I’m not a fan of the Daniel Craig run as James Bond. Craig himself is great, and I enjoy watching him. It’s the writing and general handling of the franchise I don’t care for: using ear bleach for each movie theme while rejecting obviously superior songs, making Bond super-serious and dark to “Christopher Nolan” levels of pretension, entirely lacking the “adventure strip” elements of the series that made it distinct (whether the films were played straight or played for laughs), and worst of all insisting on featuring the most boring villains possible. The only interesting bad guy they’ve had since Craig took over is Le Chiffre, expertly portrayed by Mads Mikkelsen, and even then he’s basically a background character (much like in the novel).
Since I’ve been on a Bond kick lately, I’ve been thinking about all this stuff non-stop, so I thought I’d write about the best Bond villains, and why they stand out as examples of what a Bond villain should be: more than memorable, definitely not boring, and not so cartoonish that they belong in an episode of Inspector Gadget.

-*-*-

Exercises:
- 1) According to the piece about Bond villains, what should a Bond villain be? List each quality it names.
- 2) Copy the piece about Bond villains word for word, starting with "I’m not a fan" and going on through "in the novel).".

Data block:
-*-*-

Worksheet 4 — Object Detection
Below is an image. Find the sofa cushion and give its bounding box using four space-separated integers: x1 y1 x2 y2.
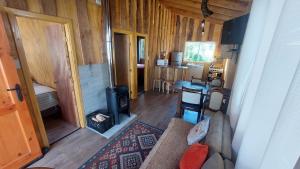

-*-*-

The solutions:
- 1)
- More than memorable
- Definitely not boring
- Not so cartoonish that they belong in an episode of Inspector Gadget

- 2)
I’m not a fan of the Daniel Craig run as James Bond. Craig himself is great, and I enjoy watching him. It’s the writing and general handling of the franchise I don’t care for: using ear bleach for each movie theme while rejecting obviously superior songs, making Bond super-serious and dark to “Christopher Nolan” levels of pretension, entirely lacking the “adventure strip” elements of the series that made it distinct (whether the films were played straight or played for laughs), and worst of all insisting on featuring the most boring villains possible. The only interesting bad guy they’ve had since Craig took over is Le Chiffre, expertly portrayed by Mads Mikkelsen, and even then he’s basically a background character (much like in the novel).